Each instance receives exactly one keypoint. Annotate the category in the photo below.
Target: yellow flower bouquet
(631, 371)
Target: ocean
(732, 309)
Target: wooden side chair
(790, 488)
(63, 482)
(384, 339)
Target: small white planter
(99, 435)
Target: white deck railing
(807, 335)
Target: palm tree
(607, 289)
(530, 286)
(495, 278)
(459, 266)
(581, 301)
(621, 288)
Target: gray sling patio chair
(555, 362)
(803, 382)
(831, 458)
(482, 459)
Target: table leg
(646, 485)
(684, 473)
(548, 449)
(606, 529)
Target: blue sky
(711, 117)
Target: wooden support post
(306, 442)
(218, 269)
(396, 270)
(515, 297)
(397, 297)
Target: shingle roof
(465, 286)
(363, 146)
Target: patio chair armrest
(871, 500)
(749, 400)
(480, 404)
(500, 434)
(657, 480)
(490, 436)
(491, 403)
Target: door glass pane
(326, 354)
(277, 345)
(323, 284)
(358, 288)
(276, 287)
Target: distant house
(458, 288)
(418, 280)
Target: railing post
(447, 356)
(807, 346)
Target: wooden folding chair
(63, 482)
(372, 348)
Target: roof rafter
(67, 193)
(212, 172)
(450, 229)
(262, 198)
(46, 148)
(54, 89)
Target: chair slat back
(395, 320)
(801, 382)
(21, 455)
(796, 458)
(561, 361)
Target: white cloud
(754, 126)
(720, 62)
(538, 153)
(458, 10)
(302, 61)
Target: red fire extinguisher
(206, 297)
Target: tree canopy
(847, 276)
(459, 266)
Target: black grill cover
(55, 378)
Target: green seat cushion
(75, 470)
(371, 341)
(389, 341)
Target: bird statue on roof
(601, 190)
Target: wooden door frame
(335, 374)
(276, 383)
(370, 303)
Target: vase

------------------------------------------------

* **Required task**:
Update all the items above so that every "Target" becomes "Label", with everything else left unchanged.

* **Exercise output**:
Each instance receives exactly one keypoint. Annotate the category in the photo below.
Label: yellow flower bouquet
(631, 371)
Label: ocean
(732, 309)
Label: wooden side chair
(790, 488)
(63, 482)
(384, 339)
Label: small white planter
(99, 435)
Label: white deck railing
(807, 335)
Label: palm tree
(607, 289)
(530, 286)
(495, 278)
(459, 266)
(581, 301)
(621, 288)
Label: gray sling patio chair
(555, 362)
(803, 382)
(831, 458)
(482, 459)
Label: table leg
(646, 485)
(684, 473)
(548, 449)
(606, 529)
Label: blue sky
(711, 117)
Label: wooden support post
(306, 442)
(218, 269)
(396, 270)
(515, 297)
(397, 297)
Label: shingle roof
(465, 286)
(363, 146)
Label: patio chair armrest
(871, 500)
(749, 400)
(480, 404)
(500, 434)
(657, 480)
(490, 436)
(491, 403)
Label: door glass pane
(326, 354)
(277, 345)
(323, 284)
(358, 288)
(276, 287)
Label: distant house
(458, 288)
(418, 280)
Label: railing post
(447, 356)
(807, 346)
Label: wooden folding chair
(63, 482)
(372, 348)
Label: roof rafter
(67, 193)
(212, 172)
(450, 229)
(262, 198)
(46, 148)
(54, 89)
Label: chair slat back
(395, 320)
(801, 382)
(21, 455)
(796, 458)
(561, 361)
Label: white cloud
(754, 126)
(720, 62)
(538, 153)
(458, 10)
(302, 61)
Label: red fire extinguisher
(206, 297)
Label: tree canopy
(847, 276)
(459, 266)
Label: black grill cover
(55, 378)
Label: green seat cushion
(75, 470)
(371, 341)
(389, 341)
Label: bird statue on roof
(601, 190)
Label: wooden door frame
(335, 374)
(276, 383)
(370, 303)
Label: vase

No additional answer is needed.